What is required: Of all the lines below, output only those starting at the one with "Labeling guideline: look at the image above and mark any dark" and ending at the one with "Labeling guideline: look at the image above and mark any short", both ends included, exactly as written.
Given data Start Marker
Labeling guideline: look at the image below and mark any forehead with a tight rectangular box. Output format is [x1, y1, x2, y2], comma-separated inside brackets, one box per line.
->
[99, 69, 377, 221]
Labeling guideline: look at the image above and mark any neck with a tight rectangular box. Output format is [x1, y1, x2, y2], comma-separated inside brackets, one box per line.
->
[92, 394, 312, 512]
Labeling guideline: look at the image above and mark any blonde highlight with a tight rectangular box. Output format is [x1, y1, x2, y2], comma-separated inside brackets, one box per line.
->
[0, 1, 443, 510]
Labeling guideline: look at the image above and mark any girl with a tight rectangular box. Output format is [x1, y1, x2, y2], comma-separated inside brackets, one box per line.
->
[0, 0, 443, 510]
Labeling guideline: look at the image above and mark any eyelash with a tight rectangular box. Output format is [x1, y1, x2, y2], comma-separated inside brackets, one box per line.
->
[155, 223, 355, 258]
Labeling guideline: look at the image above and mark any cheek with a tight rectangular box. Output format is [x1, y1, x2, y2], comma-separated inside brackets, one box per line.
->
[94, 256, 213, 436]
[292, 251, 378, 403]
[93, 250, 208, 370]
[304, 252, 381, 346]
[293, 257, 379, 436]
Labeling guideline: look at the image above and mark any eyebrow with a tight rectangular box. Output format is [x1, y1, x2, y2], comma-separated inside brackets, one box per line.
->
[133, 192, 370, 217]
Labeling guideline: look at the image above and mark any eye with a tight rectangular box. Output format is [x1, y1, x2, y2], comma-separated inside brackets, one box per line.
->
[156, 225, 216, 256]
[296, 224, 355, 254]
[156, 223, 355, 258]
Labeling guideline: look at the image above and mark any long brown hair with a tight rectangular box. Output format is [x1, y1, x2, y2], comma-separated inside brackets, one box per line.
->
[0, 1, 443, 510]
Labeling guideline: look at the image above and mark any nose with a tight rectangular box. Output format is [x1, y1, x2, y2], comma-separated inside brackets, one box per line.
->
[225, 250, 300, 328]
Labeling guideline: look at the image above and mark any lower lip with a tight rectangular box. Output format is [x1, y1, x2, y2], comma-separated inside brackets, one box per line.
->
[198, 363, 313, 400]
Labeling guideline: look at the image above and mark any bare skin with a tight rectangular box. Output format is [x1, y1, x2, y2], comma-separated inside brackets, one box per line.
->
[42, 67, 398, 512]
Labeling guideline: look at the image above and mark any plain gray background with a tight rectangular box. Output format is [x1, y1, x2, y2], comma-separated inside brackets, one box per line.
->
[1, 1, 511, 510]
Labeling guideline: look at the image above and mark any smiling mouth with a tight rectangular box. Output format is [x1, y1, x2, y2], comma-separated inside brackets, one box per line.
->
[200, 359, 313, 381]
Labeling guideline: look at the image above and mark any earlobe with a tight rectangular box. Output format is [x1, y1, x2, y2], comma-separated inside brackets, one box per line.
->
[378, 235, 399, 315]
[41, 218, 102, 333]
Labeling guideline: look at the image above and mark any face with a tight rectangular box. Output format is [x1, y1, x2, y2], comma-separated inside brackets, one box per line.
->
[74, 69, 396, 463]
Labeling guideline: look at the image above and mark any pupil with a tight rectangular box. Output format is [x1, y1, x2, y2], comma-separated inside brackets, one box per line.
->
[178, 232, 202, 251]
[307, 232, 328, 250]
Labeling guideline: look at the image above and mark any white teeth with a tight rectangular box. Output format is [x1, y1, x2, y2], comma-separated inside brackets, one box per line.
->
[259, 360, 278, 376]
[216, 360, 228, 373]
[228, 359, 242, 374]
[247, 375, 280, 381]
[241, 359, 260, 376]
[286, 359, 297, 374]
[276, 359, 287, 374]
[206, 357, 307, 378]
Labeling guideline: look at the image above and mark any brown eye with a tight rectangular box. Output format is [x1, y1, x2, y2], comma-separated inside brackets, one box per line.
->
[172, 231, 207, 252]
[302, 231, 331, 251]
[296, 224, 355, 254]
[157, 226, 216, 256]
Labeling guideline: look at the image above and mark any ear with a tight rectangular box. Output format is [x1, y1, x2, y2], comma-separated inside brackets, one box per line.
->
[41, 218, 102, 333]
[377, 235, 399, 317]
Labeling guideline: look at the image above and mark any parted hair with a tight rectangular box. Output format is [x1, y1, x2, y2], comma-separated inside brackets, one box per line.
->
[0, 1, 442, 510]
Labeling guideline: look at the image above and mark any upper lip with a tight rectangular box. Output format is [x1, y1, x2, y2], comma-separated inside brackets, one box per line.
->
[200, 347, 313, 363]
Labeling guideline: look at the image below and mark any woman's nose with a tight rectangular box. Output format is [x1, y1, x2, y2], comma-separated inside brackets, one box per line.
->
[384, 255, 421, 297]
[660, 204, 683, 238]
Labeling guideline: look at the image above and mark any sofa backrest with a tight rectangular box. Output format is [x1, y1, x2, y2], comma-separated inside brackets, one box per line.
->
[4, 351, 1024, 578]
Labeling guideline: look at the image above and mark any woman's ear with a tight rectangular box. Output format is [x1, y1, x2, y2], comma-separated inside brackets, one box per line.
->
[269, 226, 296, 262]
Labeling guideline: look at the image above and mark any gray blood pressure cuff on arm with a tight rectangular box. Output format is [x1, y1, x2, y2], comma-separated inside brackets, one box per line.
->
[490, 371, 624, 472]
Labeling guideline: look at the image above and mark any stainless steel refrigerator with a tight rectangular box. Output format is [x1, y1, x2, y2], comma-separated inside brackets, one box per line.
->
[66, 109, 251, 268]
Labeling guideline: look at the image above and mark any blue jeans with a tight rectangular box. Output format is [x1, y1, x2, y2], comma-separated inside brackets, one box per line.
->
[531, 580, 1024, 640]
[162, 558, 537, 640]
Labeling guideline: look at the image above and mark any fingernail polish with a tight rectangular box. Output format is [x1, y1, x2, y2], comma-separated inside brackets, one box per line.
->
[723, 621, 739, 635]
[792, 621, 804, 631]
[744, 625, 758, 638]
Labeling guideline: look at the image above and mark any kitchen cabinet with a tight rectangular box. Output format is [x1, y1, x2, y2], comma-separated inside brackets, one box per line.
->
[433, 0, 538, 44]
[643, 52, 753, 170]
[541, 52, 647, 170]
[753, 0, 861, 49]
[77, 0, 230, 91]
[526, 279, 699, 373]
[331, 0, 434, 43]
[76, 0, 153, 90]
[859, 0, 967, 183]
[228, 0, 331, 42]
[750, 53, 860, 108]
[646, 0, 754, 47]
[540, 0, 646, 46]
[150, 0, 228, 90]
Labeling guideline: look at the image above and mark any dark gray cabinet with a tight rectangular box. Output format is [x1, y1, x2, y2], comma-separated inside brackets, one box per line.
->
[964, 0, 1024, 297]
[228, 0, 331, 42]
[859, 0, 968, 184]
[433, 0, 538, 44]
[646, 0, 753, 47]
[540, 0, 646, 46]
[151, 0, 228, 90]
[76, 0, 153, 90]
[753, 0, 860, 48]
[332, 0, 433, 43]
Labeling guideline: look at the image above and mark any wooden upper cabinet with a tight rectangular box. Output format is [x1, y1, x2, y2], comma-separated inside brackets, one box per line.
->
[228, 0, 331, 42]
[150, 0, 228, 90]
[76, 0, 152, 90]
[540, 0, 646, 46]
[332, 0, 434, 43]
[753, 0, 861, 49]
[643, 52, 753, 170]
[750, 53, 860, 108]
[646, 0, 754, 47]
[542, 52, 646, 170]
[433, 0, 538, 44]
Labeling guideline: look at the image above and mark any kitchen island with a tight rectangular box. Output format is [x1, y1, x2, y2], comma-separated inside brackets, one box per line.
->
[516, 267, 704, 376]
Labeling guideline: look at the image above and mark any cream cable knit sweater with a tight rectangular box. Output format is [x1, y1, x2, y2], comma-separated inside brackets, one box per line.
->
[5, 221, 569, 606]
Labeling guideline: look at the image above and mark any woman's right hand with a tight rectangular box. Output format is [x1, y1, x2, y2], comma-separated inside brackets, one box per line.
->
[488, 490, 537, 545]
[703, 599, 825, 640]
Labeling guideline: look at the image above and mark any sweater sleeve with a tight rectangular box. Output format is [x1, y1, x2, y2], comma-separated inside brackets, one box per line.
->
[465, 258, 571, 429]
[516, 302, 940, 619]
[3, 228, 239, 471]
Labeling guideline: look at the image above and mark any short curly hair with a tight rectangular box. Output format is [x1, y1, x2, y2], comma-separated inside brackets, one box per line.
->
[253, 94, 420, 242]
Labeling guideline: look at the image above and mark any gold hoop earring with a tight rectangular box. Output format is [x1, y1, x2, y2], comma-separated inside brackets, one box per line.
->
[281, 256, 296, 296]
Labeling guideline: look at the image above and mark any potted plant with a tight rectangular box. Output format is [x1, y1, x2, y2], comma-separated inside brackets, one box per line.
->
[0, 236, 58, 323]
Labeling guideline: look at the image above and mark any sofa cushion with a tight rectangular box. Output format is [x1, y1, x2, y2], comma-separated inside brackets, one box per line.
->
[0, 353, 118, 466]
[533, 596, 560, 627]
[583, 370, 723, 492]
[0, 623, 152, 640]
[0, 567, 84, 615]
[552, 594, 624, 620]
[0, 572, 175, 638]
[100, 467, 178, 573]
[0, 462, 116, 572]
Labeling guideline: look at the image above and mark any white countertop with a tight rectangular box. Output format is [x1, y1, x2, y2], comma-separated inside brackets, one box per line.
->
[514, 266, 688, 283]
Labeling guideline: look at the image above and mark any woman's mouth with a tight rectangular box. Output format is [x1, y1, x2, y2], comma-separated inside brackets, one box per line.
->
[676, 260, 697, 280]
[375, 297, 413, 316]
Given data End Marker
Solved problem:
Labeling guideline: look at the image above and mark any dark gray cabinet with a tight rectangular box. Output format is [x1, y1, x2, y2], comma-separated inside brackets, one box per line.
->
[964, 0, 1024, 297]
[228, 0, 331, 42]
[859, 0, 968, 184]
[433, 0, 538, 44]
[646, 0, 753, 47]
[540, 0, 646, 46]
[151, 0, 228, 90]
[76, 0, 153, 90]
[753, 0, 860, 48]
[332, 0, 433, 43]
Labeling guideline: look at the image above and mark any wooden upper cabinet with a tight rectangular box. Output format is [x1, y1, x2, y2], comma-separated inside brackets, one box per line.
->
[228, 0, 331, 42]
[150, 0, 228, 90]
[76, 0, 152, 90]
[540, 0, 646, 46]
[332, 0, 434, 43]
[753, 0, 861, 49]
[643, 52, 753, 170]
[750, 53, 860, 108]
[646, 0, 754, 47]
[542, 52, 646, 170]
[433, 0, 538, 44]
Labeling guideline: look at the image above and mark any kitchen island with a tight rectangular box. Output format is [x1, y1, x2, y2], comma-separated inside brackets, one box per line.
->
[516, 267, 704, 376]
Labeling guideline: look at the image above and mark any cream cable knit sweater with a tight rectangular box. Output format is [x1, y1, x2, y2], comma-separated inside brackets, one box per line.
->
[5, 221, 569, 606]
Labeling guideline: look at the image above and mark any woman's right hand with a tight rectangular box. Output format is [x1, y1, x2, y2], comma-separated inside brackets, one box per line.
->
[488, 490, 537, 545]
[703, 599, 825, 640]
Labeling guideline: look at the image above and mark any sweater sleeve with a tight rectangular box. Output format is [x1, y1, x2, y2], comma-separated inside brackets, one box per line.
->
[465, 258, 571, 429]
[516, 302, 940, 619]
[3, 228, 239, 471]
Labeling guideline: look at the image above and mark any short curly hair with a tight rectangular box. Output format is [x1, y1, x2, y2], comma-separated inside brackets, one box per line.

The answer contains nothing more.